August 20, 2019 1:42 am

Allen, I came across this which may interest you. The oil companies own oil and natural gas. They do not want coal, their major competitor. They are fully on-board with “Green”.

Remembering When Enron Saved the U.S. Wind Industry (January 1997)

The U.N.’s Global Warming War On Capitalism: An Important History Lesson

In late 1997 Enron Lobbyist John Palmaisano wrote excitedly from Kyoto: “If implemented, [the Kyoto Protocol] will do more to promote Enron’s business than almost any other regulatory initiative outside restructuring of the [electricity] and natural gas industries in Europe and the United States…The endorsement of emissions trading was another victory for us…This agreement will be good for Enron stock!!”
Sadly (for Enron), that was not to be. In a rare spirit  of solidarity, the Senate unanimously passed (95-0) a bipartisan Byrd-Hagel U.S. Senate Resolution (S Res 98) that made it clear that the United States would not be signatory to any agreement that “would result in serious harm to the economy of the  United States”. Then-President Clinton, no stranger to political pragmatism, got the message and never submitted a necessary U.S. approval request for congressional ratification…

Reply to  KcTaz
August 20, 2019 12:41 pm


I would not call Enron an oil company or even a major energy company. It was largely a scam, built from the merger of two relatively minor pipeline companies.

I remember phoning my colleague Rick Watkins, who had moved from Calgary back to Houston to support his wife. He said to me, “Allan, I’ll call you back – my wife is Sherron Watkins of Enron fame, and we are being interviewed right now by Connie Chung.”

§ **Stated goal**: For each statement about the comment thread on Enron, answer yes or no as to whether it agrees with the thread, and quote the deciding words: (a) The Senate passed the Byrd-Hagel resolution without a single opposing vote; (b) President Clinton submitted a request for congressional ratification of the Kyoto Protocol; (c) The reply to KcTaz describes Enron as a major energy company. The material is not needed.

§ **Material provided**:
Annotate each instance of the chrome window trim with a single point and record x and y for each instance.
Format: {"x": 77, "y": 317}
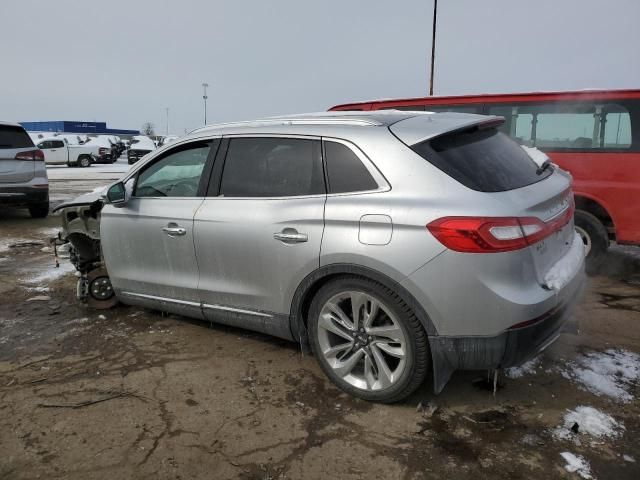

§ **The response**:
(a) Yes: "the Senate unanimously passed (95-0)"
(b) No: "never submitted a necessary U.S. approval request for congressional ratification"
(c) No: "I would not call Enron an oil company or even a major energy company."